◆ What needs to be done
Print all the entries verbatim.

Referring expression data
'''

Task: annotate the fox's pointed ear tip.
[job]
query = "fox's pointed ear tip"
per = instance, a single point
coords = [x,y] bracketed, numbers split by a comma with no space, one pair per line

'''

◆ Solution to the exercise
Task: annotate the fox's pointed ear tip.
[job]
query = "fox's pointed ear tip"
per = instance, a single point
coords = [x,y] bracketed, numbers split by a comma with no space, one pair per line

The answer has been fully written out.